##### Source text #####
This tool is based on the arch/mips/boot/tools/relocs tool.

It parses the relocations present in the vmlinux elf file, building a
table of relocations that will be necessary to run the kernel from an
address other than its link address. This table is inserted into the
vmlinux elf, in the .data.relocs section. The table is subsequently used
by the code in arch/loongarch/kernel/relocate.c (added later) to relocate
the kernel.

Signed-off-by: Youling Tang <[email protected]>
---
arch/loongarch/boot/.gitignore | 1 +
arch/loongarch/boot/tools/Makefile | 8 +
arch/loongarch/boot/tools/relocs.c | 544 ++++++++++++++++++++++++
arch/loongarch/boot/tools/relocs.h | 55 +++
arch/loongarch/boot/tools/relocs_64.c | 18 +
arch/loongarch/boot/tools/relocs_main.c | 82 ++++
6 files changed, 708 insertions(+)
##### Entries shown #####
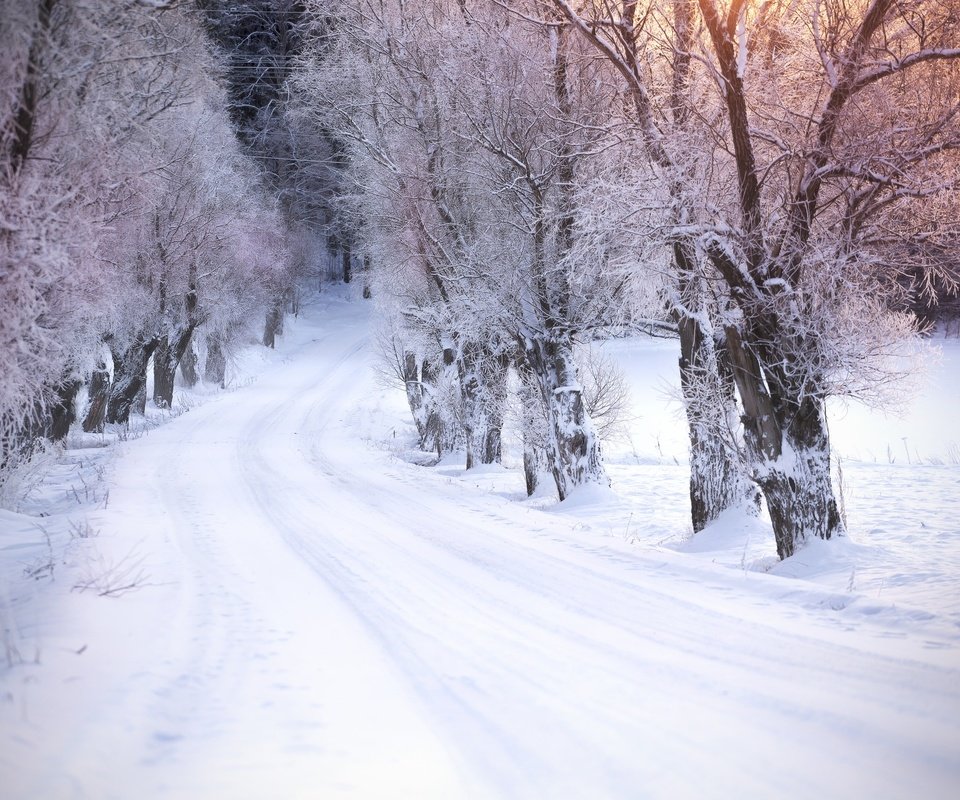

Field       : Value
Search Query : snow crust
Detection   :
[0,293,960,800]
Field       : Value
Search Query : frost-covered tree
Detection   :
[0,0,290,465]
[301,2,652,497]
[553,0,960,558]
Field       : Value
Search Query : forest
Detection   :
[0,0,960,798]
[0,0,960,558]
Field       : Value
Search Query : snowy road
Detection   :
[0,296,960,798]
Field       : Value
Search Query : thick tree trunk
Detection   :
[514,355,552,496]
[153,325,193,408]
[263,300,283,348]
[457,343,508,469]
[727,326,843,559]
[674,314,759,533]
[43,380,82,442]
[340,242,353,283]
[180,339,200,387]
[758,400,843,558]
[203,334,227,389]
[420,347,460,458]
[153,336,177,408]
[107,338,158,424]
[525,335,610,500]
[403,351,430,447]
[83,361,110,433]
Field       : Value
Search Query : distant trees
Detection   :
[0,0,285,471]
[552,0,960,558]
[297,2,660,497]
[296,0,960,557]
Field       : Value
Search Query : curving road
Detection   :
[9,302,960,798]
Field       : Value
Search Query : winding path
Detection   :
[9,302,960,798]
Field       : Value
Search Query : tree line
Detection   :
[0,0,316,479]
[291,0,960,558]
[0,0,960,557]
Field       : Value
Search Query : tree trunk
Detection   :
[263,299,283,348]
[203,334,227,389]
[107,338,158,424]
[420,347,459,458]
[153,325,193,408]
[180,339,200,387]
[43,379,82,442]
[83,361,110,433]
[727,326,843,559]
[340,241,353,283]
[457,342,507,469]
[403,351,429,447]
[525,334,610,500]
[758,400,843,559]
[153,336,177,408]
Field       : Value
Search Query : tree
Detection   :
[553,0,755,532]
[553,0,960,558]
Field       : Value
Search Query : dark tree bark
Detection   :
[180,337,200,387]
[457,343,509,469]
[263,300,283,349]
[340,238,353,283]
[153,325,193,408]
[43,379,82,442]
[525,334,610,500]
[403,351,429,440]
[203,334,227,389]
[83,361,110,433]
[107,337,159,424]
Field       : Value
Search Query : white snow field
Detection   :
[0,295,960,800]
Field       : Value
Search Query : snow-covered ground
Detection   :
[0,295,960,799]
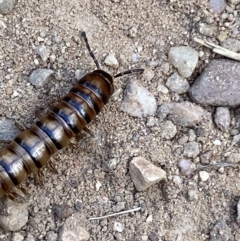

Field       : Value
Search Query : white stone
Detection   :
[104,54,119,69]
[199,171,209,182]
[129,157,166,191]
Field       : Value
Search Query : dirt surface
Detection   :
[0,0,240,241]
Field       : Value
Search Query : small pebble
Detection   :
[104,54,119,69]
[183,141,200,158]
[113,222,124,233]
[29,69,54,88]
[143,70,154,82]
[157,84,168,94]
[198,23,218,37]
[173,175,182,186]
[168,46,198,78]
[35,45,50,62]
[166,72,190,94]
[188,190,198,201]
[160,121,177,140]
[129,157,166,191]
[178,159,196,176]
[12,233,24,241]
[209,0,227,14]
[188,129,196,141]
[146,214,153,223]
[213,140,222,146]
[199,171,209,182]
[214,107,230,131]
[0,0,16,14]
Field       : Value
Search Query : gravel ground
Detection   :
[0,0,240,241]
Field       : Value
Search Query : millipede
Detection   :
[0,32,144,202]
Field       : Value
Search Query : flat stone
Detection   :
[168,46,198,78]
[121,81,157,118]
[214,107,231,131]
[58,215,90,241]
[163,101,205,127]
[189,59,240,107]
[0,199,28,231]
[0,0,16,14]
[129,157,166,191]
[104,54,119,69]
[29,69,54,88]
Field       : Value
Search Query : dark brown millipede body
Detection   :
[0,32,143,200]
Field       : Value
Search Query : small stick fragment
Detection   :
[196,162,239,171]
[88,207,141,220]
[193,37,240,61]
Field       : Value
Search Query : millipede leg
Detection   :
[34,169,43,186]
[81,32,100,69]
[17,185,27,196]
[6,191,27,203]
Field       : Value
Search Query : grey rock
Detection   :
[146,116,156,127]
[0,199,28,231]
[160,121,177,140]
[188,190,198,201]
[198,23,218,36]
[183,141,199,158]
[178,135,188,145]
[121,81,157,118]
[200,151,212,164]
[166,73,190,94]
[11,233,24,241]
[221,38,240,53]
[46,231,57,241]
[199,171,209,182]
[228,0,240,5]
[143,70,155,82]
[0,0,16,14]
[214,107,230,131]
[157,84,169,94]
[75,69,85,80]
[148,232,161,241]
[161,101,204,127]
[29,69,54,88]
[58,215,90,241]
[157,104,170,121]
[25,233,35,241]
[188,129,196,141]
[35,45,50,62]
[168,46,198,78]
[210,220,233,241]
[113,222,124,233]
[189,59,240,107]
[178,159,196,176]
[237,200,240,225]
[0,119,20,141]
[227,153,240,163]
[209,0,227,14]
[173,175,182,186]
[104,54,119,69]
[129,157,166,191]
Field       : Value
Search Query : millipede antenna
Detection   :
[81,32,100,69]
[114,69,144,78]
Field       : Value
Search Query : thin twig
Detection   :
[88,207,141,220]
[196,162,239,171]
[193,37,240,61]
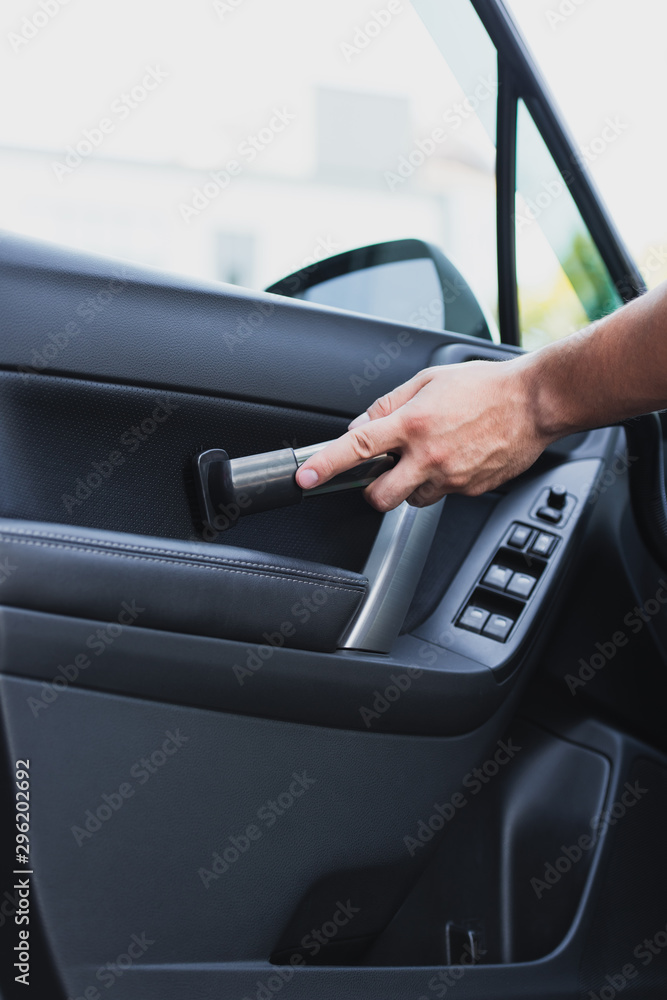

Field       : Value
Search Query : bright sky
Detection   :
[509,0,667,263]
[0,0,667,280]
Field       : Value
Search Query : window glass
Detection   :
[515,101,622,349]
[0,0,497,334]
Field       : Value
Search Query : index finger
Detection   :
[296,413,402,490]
#####
Objective
In two sentences, summarize the relocation tool patch text above.

Task result
A tool based on arch/mips/boot/tools/relocs parses the relocations in the vmlinux ELF file and builds a table of the relocations needed to run the kernel from an address other than its link address. This table is inserted into the .data.relocs section of vmlinux and is then used by code in arch/loongarch/kernel/relocate.c to relocate the kernel.